**Exercise description:** Transcribe each line of the records below exactly, excluding any embedded images.

[Source records]
++++++++++++++++++++

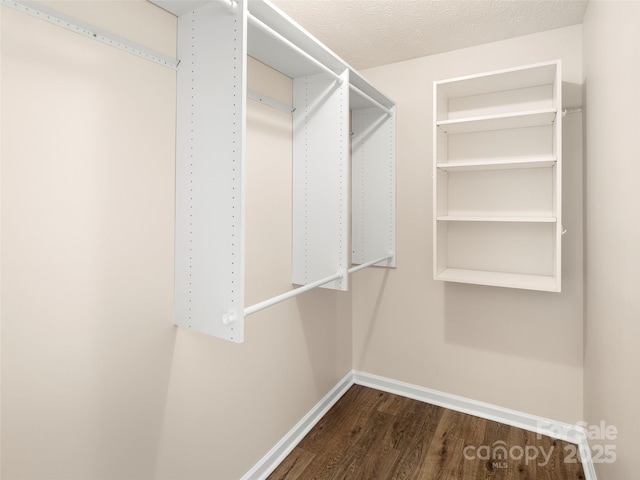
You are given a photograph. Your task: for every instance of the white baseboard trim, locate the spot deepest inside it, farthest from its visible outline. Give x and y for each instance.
(543, 426)
(278, 453)
(563, 431)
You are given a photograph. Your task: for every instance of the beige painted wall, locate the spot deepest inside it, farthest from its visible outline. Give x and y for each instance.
(612, 330)
(97, 382)
(513, 348)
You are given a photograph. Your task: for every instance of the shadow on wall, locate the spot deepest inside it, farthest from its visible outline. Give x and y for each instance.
(540, 325)
(325, 316)
(374, 316)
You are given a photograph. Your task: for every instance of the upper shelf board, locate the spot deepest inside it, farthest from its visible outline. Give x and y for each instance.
(510, 79)
(272, 52)
(499, 122)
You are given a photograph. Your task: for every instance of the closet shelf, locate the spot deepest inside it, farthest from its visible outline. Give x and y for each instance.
(485, 123)
(343, 188)
(497, 178)
(508, 164)
(499, 279)
(514, 219)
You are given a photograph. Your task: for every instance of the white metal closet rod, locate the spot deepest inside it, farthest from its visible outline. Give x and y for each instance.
(369, 99)
(228, 4)
(54, 17)
(293, 293)
(370, 263)
(267, 29)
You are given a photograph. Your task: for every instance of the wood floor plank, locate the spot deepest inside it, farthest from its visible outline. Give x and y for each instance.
(371, 435)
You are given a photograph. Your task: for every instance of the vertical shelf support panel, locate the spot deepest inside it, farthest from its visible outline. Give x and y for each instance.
(321, 179)
(209, 260)
(374, 185)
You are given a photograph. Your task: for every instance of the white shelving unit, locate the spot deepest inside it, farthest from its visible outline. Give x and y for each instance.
(497, 173)
(329, 202)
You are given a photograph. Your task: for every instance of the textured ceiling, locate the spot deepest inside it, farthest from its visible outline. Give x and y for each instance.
(368, 33)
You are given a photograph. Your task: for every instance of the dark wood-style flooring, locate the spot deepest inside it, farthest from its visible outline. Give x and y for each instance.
(369, 434)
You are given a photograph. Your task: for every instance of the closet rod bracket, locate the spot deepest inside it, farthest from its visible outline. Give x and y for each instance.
(230, 317)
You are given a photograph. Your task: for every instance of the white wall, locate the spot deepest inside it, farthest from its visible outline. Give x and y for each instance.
(512, 348)
(97, 382)
(612, 133)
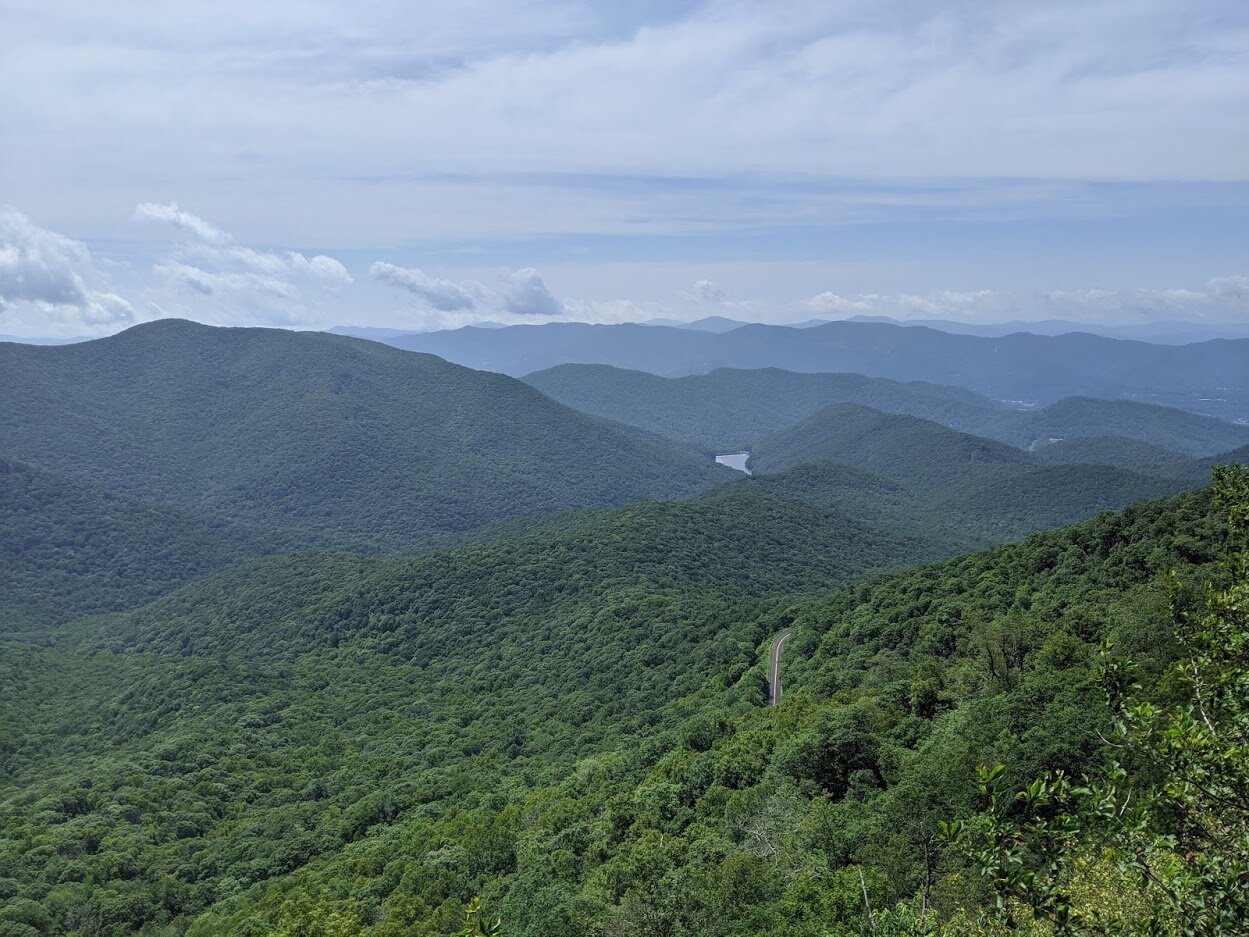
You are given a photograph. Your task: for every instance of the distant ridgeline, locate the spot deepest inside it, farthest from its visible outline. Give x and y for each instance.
(1209, 377)
(302, 634)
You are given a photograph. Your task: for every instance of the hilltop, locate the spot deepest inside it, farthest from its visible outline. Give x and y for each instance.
(326, 440)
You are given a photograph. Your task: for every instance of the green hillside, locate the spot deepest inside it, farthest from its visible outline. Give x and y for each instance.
(1177, 430)
(570, 726)
(731, 409)
(1205, 377)
(903, 449)
(330, 440)
(1127, 454)
(69, 549)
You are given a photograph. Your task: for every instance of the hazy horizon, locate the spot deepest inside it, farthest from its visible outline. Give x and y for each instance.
(421, 169)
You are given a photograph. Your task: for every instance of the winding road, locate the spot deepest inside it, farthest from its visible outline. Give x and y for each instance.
(775, 669)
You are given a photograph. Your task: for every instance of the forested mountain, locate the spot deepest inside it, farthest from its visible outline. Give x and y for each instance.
(732, 409)
(571, 726)
(1168, 427)
(903, 449)
(324, 439)
(1127, 454)
(69, 549)
(974, 491)
(1208, 377)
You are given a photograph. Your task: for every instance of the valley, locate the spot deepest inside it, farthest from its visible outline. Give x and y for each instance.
(385, 635)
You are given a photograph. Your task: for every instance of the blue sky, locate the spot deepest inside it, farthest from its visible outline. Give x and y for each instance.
(310, 164)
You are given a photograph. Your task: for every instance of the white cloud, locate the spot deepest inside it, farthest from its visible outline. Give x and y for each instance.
(264, 284)
(49, 271)
(520, 292)
(1232, 289)
(707, 292)
(436, 291)
(184, 220)
(523, 294)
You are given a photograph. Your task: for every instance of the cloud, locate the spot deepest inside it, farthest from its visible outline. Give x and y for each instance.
(707, 292)
(48, 270)
(209, 284)
(436, 291)
(520, 292)
(1232, 289)
(526, 295)
(210, 264)
(184, 220)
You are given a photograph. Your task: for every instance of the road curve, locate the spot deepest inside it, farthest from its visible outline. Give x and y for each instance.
(775, 669)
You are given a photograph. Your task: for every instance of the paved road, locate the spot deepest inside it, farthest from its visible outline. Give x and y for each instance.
(775, 669)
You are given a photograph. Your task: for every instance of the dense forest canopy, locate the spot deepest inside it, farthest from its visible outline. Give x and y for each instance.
(381, 641)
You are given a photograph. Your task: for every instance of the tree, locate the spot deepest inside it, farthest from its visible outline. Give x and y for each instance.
(1184, 838)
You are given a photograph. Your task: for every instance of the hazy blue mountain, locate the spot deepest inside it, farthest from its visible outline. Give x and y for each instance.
(1209, 377)
(1163, 332)
(898, 447)
(1168, 427)
(334, 440)
(961, 489)
(732, 409)
(1125, 454)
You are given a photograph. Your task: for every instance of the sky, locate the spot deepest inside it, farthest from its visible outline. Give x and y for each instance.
(435, 165)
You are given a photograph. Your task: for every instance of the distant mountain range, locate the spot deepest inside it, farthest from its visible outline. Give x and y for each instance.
(325, 440)
(731, 409)
(1209, 377)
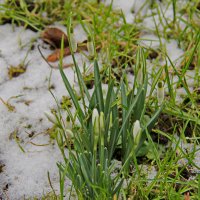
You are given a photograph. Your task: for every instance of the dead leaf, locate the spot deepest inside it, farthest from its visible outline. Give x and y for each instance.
(53, 36)
(57, 54)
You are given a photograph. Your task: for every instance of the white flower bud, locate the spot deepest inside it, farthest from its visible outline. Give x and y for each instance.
(90, 46)
(73, 41)
(69, 134)
(50, 117)
(136, 132)
(160, 92)
(95, 121)
(101, 122)
(140, 76)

++++++++++++++++++++

**Expected answer:**
You are given a photograph. Your task: for every instance of the white baseboard trim, locate the spot deepest inside it, farthest from its visible outline. Give x and y for each instance.
(543, 426)
(278, 453)
(563, 431)
You are given a photograph. Your task: for every instance of the beige painted wall, locate the spot deepest inside it, farthest from its visible outline. Give x and y for each instance.
(612, 330)
(97, 382)
(513, 348)
You are given a photograph. Your task: for every instance of the shadow on wall, locate the spot deepest inside it, farthest from its visible outline. Give x and y for each instance.
(540, 325)
(325, 316)
(374, 316)
You are given a photograph. Your task: for every instance of the upper shelf board, locate the spot deepest inside it, farthest from its visible outline. Give x and y for each instance.
(510, 79)
(272, 52)
(499, 122)
You are given a photograph. Your task: for every instance of the closet shelf, locate the spot deepest inside it, farthest from its visible outline. Give x and y for each instance.
(485, 123)
(343, 188)
(497, 178)
(508, 164)
(499, 279)
(514, 219)
You are given a photograph. Your task: for every instance of the white metal closet rod, locate the spot deepest inside it, farthest from its visible outline. Give x and y for each instance.
(369, 99)
(228, 4)
(54, 17)
(293, 293)
(370, 263)
(267, 29)
You are given a photograph. Your task: for every instance of the wood floor plank, locate the spot deepest inside it, farthest from its visible outline. Give x and y for each instance.
(371, 435)
You are given a photograph. Your task: for every instance of the vertical shelf support panel, locate the spot deepest inside it, farthest from its visible outline. Give x and y for each instance.
(321, 179)
(209, 260)
(374, 185)
You are given a photograph. Your task: for every instance of the white shelving unit, locate the spot deepest inside it, farthest from its visible outline. Give x and y for each instance.
(497, 173)
(329, 202)
You are given a photograph. Your task: for every instance of the textured ceiling, locate the spot deepest inside it, farthest from its visible outline. Give x and y for each instance.
(368, 33)
You are given a photograph. Your task: for every instance of the dark wood-style flooring, locate the spot deepest inside it, farthest from its visible outline. Give x and y for each instance.
(369, 434)
You are given a photograph. Your task: for every instance of the closet rod bracket, locate the spot deepest inside it, farthest from its visible outline. Give x and y for each instance.
(230, 317)
You are given a photograph. Your task: for every instance of the white wall, locate the spot deepest inside it, farthest from its visible outline. Give x and y for each instance.
(512, 348)
(97, 382)
(612, 133)
You are given a photograph. Your task: for every instance of the distant ridgeline, locate the spot deepest inside it, farthest from its visible outline. Give x and y for each instance.
(1209, 377)
(302, 634)
You are given a photograph. Your task: for every instance of the hilltop, locate the spot deepest inside it, farthest from its visible outline. Give x and y for each instance.
(326, 440)
You are given a photograph. Your task: for every instance of the green hillside, locate the spot deepest inside it, farthest from its visible outline. Give x and y for each instance.
(1177, 430)
(570, 726)
(731, 409)
(1205, 377)
(903, 449)
(330, 440)
(1127, 454)
(69, 549)
You are given a photograph. Your task: for every instance of the hazy horizon, locate the spot deepest inside it, farthest from its visible outline. Give x and y for each instance.
(421, 169)
You are given a photograph. Your task: for every instance of the winding road, locate the spot deepest inside it, farthest from its visible outline. Give x and y for each instance.
(775, 669)
You are given a photograph. Your task: for every instance of the forested mountain, locate the spot deepest inside it, farthest from its visible outline. Give x and y for each instance.
(732, 409)
(571, 726)
(1168, 427)
(903, 449)
(324, 439)
(1127, 454)
(69, 549)
(974, 491)
(1208, 377)
You are given a photograph. Your task: for every instance of the valley, locate the spot deepest inside it, farthest from its visible outline. Give x and y for each instance.
(385, 635)
You are given a photograph. Your task: for every instance of the blue sky, locate the spot deepest inside it, farthest from its visible outline. Give x and y for each instance.
(310, 164)
You are given a photograph. Your task: for every instance of the white cloud, locate the spot deepest inside it, farthest from its visible outline. Give x and y for each instance.
(264, 284)
(49, 271)
(520, 292)
(1232, 289)
(707, 292)
(436, 291)
(184, 220)
(523, 294)
You are given a photograph. Your task: for every instance of the cloud, locate the spot deepest inside it, farthest from its visible outline. Give x and y for each instance.
(707, 292)
(48, 270)
(209, 284)
(436, 291)
(520, 292)
(1232, 289)
(526, 295)
(210, 264)
(184, 220)
You are given a photograph. Your task: for every instance of the road curve, locate the spot deepest inside it, farthest from its visible outline. Give x and y for each instance.
(775, 669)
You are given a photograph. Your task: for every instance of the paved road, locate the spot deepest inside it, farthest from its visible outline. Give x and y for each instance.
(775, 669)
You are given a photograph. Your task: for every instance of the dense forest canopy, locate the spot deepest inside it, farthest from its visible outline. Give x and y for each instance.
(381, 641)
You are given a photograph. Your task: for every instance of the tree, locate the spot deepest inside it, farthest from its visible outline. Give x and y for each instance.
(1184, 838)
You are given a photograph. Your task: for every instance of the hazy blue mountain, locate the spot deepest inside it, farthest from its visible outline. Give x and y for each instance.
(1209, 377)
(1163, 332)
(898, 447)
(1168, 427)
(334, 440)
(961, 489)
(732, 409)
(1125, 454)
You are given a photograph. Your task: for every instance of the sky, locate the spot deepest inside it, farthest from its visible outline. Give x and y for each instance.
(435, 165)
You are given a photograph. Your task: for every instance of the distant mountain range, locate the spot deepest inside it, farthest from its visible outline. Give x and y for each instance.
(325, 440)
(731, 409)
(1209, 377)
You are given a photograph. Your task: for every instance of the dead leaf, locate the spot deepest inside it, farthest from its visible outline. Give x and y for each instance.
(53, 36)
(57, 54)
You are given a photograph. Your task: for every instance of the white flower bud, locate the spot deepest inside it, farthest from its visible outline. Give x and y for each instance.
(90, 46)
(73, 41)
(69, 134)
(50, 117)
(136, 132)
(160, 92)
(95, 121)
(101, 122)
(140, 76)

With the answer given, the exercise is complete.